Try it: Please return every record exactly as it appears.

Stored data entries
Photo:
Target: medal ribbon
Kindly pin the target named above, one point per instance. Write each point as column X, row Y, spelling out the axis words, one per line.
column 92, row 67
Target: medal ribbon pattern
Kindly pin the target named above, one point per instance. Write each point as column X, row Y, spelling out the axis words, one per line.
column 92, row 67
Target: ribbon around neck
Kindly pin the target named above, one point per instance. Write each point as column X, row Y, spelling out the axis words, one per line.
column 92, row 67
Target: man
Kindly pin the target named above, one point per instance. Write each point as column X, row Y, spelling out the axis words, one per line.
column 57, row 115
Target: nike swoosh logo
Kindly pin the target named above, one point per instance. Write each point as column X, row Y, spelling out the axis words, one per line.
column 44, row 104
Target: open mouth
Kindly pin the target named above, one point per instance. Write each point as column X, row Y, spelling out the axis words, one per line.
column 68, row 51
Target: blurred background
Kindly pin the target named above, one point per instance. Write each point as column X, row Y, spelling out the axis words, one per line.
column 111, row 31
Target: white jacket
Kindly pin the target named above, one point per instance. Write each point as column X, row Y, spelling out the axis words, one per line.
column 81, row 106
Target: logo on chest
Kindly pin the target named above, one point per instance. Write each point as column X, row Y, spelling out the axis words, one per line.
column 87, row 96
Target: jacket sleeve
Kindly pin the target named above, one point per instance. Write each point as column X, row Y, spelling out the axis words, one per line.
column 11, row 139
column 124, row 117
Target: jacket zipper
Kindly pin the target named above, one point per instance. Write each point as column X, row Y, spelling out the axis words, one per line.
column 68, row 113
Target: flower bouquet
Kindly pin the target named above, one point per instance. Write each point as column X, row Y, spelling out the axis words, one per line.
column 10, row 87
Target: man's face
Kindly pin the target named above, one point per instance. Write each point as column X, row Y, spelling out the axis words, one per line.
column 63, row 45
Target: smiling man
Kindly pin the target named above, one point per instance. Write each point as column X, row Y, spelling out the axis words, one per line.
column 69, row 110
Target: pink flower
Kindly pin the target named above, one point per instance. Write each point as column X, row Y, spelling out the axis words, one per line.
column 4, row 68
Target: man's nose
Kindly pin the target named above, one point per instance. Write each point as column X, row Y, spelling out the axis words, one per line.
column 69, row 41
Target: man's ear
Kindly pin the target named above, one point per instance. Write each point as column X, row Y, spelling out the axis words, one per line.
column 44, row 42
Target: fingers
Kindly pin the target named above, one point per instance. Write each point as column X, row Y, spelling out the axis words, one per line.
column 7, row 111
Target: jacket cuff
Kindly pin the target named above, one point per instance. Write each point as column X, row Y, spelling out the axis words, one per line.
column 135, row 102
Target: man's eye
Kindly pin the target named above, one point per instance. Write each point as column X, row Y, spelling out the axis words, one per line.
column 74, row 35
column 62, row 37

Exercise solution:
Photo:
Target: medal ribbon
Kindly pin the target named above, one point per instance. Write each point as column X, row Y, spelling out the axis words, one per line.
column 92, row 67
Target: medal ribbon pattern
Kindly pin the target named above, one point per instance. Write each point as column X, row Y, spelling out the axis words, one per line.
column 92, row 67
Target: ribbon around neck
Kindly pin the target named above, one point per instance. Write each point as column X, row Y, spelling out the axis words, one per line.
column 92, row 67
Target: man
Kindly pin the target named above, one point per instance. Write each point as column X, row Y, spelling out the axis words, one per line.
column 57, row 115
Target: nike swoosh logo
Kindly pin the target named above, one point per instance. Write each point as column X, row Y, spelling out the axis words, one per line.
column 44, row 104
Target: open mouth
Kindly pin the target named above, one point per instance. Write each point as column X, row Y, spelling out the axis words, one per line.
column 68, row 51
Target: blurred background
Kindly pin the target named above, one point per instance. Write each point as column X, row Y, spelling out the axis words, one per line.
column 111, row 31
Target: white jacket
Kindly pin the target named above, one point per instance. Write each point as column X, row Y, spelling out the axis words, one per line.
column 81, row 106
Target: logo on chest
Kindly pin the target named above, one point per instance. Write each point as column X, row Y, spelling out the axis words, one per line.
column 87, row 96
Target: jacket sleeve
Kindly pin the target named above, one point per instance. Write each point as column X, row Y, spelling out the axis words, one per line.
column 11, row 139
column 124, row 117
Target: jacket zipper
Kindly pin the target named above, one point per instance. Write each point as column X, row Y, spelling out the axis words, one per line.
column 68, row 113
Target: flower bouquet
Kindly pin the target named above, one point per instance. Write each point as column X, row Y, spelling out the axis words, one per line.
column 10, row 87
Target: man's face
Kindly pin the target named above, one point per instance. Write each point as column X, row Y, spelling out the axis words, one per line.
column 63, row 45
Target: smiling man
Kindly pin the target named above, one point per instance. Write each point as column X, row Y, spelling out the axis words, one per line.
column 69, row 110
Target: pink flower
Kindly pin the target named above, one point per instance. Write each point as column X, row Y, spelling out the axis words, one per line.
column 4, row 68
Target: man's nose
Kindly pin the target named above, one point per instance. Write each point as column X, row Y, spelling out the axis words, one per line.
column 69, row 41
Target: man's ear
Kindly pin the target named above, one point per instance. Write each point as column X, row Y, spelling out the axis words, one per line.
column 44, row 42
Target: fingers
Kindly pin the target named above, one point per instance. Write each point as column X, row Y, spelling out the axis words, one per line.
column 7, row 111
Target: jacket cuff
Kindly pin the target named above, one point per instance. Write each point as column X, row Y, spelling out the axis words, one per line.
column 135, row 102
Target: man's eye
Kindly pin the target named above, one point per instance. Write each point as column X, row Y, spelling out the axis words, one per line.
column 74, row 35
column 62, row 37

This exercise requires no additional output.